● **Excerpt provided**:

════════════════════

PLSJC Director Alan Hall writes a weekly column discussing library and community news, history, and other interesting subjects.
I am unsure when your memories of an earlier time convert to “stories,” but with the 40th anniversary of my first library job lurking later this year, I think I am now a library storyteller.
My library stories from an earlier era are now qualifying for an old-timer recounting days gone by.
My first evening of library work was really more instruction than work, learning where to find things and how to do things.
I noticed that libraries have a “paper smell,” which I don’t even notice anymore.
My first job was in an older library building without air conditioning, and the high windows had to be opened and closed with a long pole.
I shelved books three nights a week and was kept busy maneuvering book trucks in the crowded aisles so as not to strike library users.
One evening, a woman had been watching me shelve and straighten books, and asked, “You put a lot of effort into your work.”
I responded yes, it took time to place the book in the right place, and straighten shelves as I moved.
She exclaimed, “Oh, the books are in some sort of order?”
I have always wondered how many people plop books just anywhere, not realizing.
In another library I was told that the flat roof leaked and to keep “my eyes peeled” for dripping when it rains.
Boy, they weren’t kidding! I worked with plastic and buckets all evening trying to catch rain water and move books to keep them dry.
That same library had Miss Rogers, a delightful retired lady who visited the library daily to prevent Alzheimer’s.
Her feeling was that Alzheimer’s could be prevented by exercising the mind, so she read daily newspapers and lengthy nonfiction books. I am not sure of her assumption, but she died recently past the century mark.

════════════════════

● **What to work on**:
**A.** Answer these questions using the library column:
(i) How many nights a week did the writer shelve books?
(ii) What tool was used to open and close the high windows in the older library building?
(iii) What did Miss Rogers read daily?
**B.** Proceed with the library column, beginning right after its final sentence.

Excerpts from a detection dataset:

════════════════════

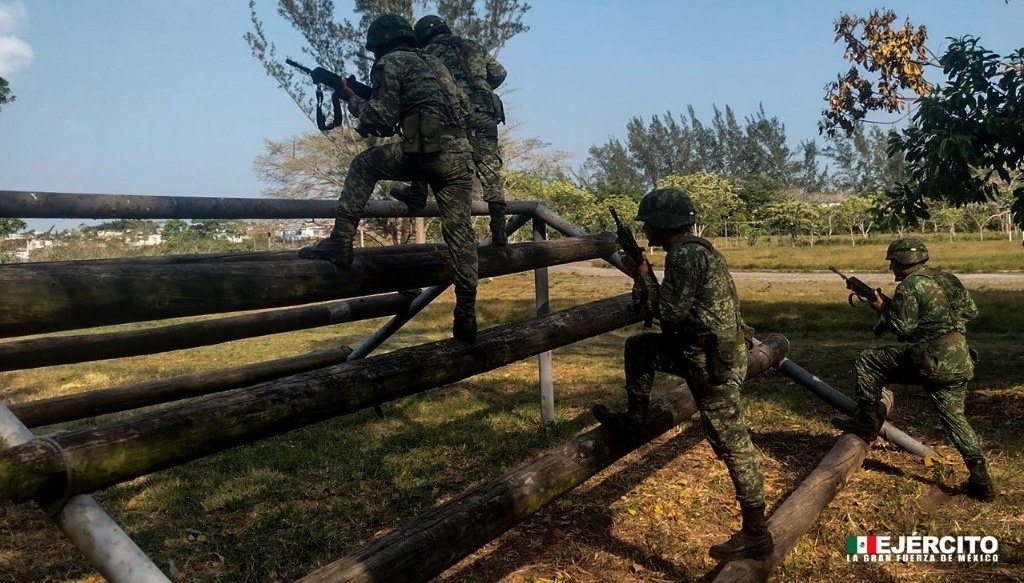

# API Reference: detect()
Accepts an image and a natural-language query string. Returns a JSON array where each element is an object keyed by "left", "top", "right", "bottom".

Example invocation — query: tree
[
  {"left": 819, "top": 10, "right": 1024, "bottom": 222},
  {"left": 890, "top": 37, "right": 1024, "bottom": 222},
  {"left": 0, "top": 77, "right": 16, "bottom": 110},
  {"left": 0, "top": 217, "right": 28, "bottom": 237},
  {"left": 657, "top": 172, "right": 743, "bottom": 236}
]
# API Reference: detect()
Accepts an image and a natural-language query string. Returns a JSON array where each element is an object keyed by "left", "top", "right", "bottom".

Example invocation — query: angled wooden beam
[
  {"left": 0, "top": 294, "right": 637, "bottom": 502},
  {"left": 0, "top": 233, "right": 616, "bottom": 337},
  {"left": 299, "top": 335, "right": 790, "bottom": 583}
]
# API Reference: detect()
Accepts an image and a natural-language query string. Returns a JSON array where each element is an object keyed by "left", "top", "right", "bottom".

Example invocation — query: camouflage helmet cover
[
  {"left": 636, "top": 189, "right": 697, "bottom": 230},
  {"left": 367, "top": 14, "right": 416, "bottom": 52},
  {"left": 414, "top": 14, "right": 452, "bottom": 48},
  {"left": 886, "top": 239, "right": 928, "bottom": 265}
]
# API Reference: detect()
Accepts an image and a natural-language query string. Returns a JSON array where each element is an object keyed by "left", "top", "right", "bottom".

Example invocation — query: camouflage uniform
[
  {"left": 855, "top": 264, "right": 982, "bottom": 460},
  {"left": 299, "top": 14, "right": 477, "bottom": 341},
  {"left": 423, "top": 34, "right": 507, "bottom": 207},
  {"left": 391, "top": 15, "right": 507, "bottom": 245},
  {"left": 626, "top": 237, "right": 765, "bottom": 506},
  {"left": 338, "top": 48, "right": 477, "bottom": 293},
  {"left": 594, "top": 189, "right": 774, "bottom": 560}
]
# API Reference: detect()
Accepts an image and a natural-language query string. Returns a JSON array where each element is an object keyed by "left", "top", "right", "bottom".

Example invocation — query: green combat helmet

════════════════════

● **Exercise results**:
**A.**
(i) Three nights a week.
(ii) A long pole.
(iii) Daily newspapers and lengthy nonfiction books.

**B.**
By my college years, I was given the responsibility of managing a public library on Friday night with co-worker Paul Immel. During football season, it was just two of us on Friday nights, two future librarians who delighted in the responsibility of keeping the library open.
We learned to fix the coin-operated copy machines in the days they weren’t very reliable. We clipped articles from the newspapers for the pamphlet files. They even let us file catalog cards on slow Fridays, trusting that we inspiring librarians could file correctly. We unplugged the toilets as needed, threw the switch on the boiler if it malfunctioned and shifted books as instructed. We improved our skills at customer service and telephone answering.
I went on to Case Western Reserve University Library School and have had a career as a library director in two libraries.
Paul had a distinguished career with the State Library of Ohio after graduation from the Kent State University Library School, and was renowned in the library world for his expertise in genealogy.
Just two fellows running a local library on a Friday night.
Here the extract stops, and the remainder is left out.